→ Excerpt provided

In 1748, Lessing went to Berlin, where he stayed until 1755. Lessing was one of the first free-lance writers in German literature, trying to live by the work of his pen. He failed in the end and had to take a civil service position, as did the majority of intellectuals in eighteenth century Germany, such as Johann Wolfgang von Goethe and Friedrich Schiller; Lessing’s endeavors, nevertheless, were an inspiration to subsequent generations of writers. Beginning his career as a journalist, Lessing also published a number of scholarly articles and was active as a translator, editor, and literary critic. In 1751-1752, he briefly attended the University of Wittenberg to obtain a master’s degree but returned to Berlin in November, 1752.

A run of records
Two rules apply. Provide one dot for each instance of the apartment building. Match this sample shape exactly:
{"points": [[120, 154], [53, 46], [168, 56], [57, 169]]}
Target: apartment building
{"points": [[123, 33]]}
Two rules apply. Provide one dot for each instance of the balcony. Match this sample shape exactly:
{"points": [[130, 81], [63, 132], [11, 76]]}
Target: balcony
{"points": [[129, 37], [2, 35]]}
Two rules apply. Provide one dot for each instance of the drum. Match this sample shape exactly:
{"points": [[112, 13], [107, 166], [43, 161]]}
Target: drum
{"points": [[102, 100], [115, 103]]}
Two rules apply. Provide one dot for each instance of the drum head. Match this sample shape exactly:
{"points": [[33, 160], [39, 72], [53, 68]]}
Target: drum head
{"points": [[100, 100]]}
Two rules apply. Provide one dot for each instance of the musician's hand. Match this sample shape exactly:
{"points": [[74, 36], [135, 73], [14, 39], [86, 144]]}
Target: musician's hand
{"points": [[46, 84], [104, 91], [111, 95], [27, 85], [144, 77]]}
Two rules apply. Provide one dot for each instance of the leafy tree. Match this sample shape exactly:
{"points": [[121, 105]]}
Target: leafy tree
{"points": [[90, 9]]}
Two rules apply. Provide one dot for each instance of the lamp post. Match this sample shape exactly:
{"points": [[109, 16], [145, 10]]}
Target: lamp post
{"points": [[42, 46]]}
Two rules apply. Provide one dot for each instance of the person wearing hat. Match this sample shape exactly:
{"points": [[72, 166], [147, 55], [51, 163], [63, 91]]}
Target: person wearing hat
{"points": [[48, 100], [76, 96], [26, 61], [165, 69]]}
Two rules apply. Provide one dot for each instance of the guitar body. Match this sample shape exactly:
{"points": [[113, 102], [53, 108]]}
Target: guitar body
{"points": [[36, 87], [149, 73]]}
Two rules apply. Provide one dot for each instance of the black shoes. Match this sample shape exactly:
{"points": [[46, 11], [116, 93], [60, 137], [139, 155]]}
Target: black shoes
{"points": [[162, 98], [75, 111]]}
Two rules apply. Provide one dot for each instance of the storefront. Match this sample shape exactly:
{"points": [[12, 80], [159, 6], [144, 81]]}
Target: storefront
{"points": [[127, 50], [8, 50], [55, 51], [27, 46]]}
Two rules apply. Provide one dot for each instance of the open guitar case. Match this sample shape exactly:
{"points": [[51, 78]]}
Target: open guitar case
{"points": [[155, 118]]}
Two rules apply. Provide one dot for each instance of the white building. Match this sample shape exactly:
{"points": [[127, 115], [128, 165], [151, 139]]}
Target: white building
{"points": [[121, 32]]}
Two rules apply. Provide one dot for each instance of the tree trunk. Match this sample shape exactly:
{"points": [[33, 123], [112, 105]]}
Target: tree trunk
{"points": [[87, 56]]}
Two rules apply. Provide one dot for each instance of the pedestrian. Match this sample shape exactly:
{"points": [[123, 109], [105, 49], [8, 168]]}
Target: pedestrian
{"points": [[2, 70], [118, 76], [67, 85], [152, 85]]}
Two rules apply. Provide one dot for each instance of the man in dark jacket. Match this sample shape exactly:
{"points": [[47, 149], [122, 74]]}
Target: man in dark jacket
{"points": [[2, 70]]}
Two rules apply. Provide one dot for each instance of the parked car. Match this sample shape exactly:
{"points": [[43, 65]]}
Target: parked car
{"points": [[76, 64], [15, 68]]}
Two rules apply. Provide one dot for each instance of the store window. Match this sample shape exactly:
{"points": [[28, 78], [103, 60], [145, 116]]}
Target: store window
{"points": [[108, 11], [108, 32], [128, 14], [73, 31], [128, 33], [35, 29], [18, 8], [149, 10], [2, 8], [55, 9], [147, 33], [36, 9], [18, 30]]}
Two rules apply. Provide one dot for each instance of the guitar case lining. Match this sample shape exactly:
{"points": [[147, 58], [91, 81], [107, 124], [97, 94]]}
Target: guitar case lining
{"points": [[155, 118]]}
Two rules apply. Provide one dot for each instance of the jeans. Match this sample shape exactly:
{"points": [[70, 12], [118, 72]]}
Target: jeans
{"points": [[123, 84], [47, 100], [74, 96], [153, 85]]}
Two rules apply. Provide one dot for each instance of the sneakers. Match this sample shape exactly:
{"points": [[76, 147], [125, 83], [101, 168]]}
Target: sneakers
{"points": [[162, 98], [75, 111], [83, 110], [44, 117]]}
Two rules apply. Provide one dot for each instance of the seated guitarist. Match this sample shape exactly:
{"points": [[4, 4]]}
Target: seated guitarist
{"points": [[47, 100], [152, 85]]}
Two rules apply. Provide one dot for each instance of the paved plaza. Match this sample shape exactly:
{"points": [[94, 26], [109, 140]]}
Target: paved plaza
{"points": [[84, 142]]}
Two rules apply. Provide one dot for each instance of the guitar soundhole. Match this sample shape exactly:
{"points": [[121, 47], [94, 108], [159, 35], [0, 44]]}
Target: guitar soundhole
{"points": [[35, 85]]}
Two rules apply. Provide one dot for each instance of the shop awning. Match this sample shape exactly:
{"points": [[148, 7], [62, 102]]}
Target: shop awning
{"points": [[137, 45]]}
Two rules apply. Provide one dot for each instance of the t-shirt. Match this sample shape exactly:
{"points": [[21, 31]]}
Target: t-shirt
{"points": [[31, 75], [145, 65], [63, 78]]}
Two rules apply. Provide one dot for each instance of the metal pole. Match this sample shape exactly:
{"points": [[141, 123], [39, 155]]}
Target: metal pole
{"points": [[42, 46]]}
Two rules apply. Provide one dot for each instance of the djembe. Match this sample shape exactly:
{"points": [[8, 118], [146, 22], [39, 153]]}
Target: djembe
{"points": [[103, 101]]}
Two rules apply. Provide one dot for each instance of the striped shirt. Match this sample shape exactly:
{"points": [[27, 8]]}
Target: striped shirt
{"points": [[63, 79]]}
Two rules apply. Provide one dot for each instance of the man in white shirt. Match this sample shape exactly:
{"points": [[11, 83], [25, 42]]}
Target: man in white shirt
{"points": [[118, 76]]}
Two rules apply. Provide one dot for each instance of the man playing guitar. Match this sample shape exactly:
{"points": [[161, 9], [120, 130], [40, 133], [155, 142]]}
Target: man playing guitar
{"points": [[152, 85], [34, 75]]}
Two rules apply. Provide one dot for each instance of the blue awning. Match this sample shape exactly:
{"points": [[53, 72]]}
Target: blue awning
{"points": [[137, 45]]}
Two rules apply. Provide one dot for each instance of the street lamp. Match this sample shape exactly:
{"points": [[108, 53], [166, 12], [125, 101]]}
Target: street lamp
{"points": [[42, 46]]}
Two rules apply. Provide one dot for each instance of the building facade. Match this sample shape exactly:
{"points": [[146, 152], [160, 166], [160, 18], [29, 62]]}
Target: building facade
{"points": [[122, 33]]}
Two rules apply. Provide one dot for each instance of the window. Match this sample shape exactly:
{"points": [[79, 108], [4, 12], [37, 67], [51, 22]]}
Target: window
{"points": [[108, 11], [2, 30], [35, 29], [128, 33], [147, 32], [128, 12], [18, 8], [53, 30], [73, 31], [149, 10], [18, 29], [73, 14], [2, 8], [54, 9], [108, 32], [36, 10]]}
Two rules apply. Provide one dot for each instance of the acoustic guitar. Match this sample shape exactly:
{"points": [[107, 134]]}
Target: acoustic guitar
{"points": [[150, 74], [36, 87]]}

==

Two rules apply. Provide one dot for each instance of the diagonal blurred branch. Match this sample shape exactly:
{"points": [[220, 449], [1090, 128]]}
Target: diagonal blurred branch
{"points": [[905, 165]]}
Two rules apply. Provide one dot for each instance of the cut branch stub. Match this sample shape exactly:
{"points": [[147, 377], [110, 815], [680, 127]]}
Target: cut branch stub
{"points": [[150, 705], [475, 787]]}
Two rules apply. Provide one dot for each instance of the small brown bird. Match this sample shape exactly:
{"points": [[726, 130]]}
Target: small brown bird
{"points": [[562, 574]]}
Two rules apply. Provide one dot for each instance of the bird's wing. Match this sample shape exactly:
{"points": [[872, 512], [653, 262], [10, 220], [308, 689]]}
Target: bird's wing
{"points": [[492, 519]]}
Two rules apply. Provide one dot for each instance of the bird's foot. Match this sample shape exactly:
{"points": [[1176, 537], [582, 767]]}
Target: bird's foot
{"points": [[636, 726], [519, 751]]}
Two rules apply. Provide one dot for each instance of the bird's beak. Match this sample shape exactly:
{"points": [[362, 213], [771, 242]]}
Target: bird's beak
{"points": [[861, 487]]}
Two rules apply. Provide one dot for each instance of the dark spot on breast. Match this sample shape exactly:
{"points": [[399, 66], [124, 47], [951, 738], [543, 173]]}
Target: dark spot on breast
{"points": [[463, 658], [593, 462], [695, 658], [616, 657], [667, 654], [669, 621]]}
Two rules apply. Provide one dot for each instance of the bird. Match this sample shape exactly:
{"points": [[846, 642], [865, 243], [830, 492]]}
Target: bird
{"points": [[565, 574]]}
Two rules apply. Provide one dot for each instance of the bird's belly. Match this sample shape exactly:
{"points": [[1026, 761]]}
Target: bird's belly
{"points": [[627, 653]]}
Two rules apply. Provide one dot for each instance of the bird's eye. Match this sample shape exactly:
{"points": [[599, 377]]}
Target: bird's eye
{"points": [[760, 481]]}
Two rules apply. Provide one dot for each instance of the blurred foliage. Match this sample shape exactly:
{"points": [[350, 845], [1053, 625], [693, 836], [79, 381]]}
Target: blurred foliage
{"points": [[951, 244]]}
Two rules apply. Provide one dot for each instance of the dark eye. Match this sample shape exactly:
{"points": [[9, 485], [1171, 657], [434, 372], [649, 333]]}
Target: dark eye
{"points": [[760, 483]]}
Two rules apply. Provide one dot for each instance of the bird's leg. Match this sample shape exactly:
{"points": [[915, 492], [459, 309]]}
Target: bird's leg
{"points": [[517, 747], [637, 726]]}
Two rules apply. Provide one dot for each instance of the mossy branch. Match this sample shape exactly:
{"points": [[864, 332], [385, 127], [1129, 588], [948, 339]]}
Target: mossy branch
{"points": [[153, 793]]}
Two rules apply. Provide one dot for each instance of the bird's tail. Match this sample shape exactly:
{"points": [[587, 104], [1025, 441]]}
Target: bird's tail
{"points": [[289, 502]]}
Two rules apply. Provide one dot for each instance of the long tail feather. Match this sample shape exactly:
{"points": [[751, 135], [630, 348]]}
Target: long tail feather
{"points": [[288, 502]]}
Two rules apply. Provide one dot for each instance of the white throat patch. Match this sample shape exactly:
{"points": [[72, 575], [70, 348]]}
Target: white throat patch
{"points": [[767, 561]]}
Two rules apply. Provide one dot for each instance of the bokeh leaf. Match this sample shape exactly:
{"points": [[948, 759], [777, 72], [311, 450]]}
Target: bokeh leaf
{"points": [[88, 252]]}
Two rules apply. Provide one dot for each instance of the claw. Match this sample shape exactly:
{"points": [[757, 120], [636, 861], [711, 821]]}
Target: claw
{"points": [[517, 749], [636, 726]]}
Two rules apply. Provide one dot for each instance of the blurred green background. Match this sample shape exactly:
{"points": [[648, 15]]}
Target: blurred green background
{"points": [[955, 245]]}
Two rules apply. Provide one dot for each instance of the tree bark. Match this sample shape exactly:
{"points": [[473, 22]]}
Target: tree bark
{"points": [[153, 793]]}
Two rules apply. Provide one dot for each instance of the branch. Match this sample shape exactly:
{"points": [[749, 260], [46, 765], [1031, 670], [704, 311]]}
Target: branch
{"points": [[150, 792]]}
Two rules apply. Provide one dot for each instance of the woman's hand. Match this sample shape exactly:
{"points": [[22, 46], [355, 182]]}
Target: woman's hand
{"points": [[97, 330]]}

==

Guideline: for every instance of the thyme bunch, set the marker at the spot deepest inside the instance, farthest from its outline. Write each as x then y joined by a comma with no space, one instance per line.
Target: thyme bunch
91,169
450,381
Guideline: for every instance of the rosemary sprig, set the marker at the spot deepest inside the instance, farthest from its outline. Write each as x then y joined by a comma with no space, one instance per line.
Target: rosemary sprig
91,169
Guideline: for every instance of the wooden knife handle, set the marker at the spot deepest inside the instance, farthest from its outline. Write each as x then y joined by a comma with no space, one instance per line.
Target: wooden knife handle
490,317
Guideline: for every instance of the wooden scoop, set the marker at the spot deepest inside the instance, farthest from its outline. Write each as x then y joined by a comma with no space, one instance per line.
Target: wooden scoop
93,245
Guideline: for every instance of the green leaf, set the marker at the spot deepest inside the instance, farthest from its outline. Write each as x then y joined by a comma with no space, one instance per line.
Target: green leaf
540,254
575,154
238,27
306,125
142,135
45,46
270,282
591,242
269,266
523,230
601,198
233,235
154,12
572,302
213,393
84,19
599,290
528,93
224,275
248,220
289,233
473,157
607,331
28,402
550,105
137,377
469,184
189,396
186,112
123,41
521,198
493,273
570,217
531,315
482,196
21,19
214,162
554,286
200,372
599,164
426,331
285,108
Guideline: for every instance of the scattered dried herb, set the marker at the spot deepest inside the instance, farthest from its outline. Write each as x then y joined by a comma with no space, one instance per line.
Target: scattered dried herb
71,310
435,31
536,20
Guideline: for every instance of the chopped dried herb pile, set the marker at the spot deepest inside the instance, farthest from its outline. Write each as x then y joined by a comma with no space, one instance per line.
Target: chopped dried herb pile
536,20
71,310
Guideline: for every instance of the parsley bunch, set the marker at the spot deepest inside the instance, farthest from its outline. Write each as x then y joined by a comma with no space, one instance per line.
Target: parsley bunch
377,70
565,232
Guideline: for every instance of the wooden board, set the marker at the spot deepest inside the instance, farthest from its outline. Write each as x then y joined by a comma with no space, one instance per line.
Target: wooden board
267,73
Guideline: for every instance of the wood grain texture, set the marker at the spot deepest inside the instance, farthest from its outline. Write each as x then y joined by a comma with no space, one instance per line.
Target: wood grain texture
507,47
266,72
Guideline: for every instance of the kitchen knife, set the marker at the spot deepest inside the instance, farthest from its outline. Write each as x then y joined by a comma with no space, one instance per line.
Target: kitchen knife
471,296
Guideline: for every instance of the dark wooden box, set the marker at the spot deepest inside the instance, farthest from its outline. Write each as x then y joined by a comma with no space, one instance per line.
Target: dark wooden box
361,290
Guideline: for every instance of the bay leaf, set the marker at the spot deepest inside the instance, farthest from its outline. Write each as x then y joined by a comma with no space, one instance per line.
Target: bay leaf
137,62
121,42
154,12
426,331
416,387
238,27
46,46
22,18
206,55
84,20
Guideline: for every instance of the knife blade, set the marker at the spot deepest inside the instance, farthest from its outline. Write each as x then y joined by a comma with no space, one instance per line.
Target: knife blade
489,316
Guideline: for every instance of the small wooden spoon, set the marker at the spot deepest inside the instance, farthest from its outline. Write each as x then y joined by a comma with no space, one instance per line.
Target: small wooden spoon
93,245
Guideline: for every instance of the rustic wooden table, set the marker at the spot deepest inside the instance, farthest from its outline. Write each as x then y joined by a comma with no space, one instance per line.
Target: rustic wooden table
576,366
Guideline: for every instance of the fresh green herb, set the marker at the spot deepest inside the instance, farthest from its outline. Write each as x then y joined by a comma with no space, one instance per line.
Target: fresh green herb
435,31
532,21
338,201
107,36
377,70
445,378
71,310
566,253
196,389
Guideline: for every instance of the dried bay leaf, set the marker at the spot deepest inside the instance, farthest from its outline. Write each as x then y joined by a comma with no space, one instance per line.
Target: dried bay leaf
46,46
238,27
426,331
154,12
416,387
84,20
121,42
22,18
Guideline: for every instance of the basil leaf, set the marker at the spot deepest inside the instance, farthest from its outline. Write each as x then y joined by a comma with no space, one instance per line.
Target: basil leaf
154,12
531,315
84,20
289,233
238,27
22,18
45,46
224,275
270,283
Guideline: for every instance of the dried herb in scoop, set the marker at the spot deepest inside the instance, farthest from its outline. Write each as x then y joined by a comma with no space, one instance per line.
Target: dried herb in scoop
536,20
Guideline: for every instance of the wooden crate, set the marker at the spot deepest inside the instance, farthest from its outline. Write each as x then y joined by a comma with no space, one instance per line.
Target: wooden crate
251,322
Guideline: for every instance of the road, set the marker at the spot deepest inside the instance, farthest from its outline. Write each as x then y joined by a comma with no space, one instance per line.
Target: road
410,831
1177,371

→ Exercise objective
Please tell me, according to the excerpt on Lessing, which university he briefly attended to obtain a master's degree. The material is not needed for what follows.

→ Answer to this exercise
The University of Wittenberg.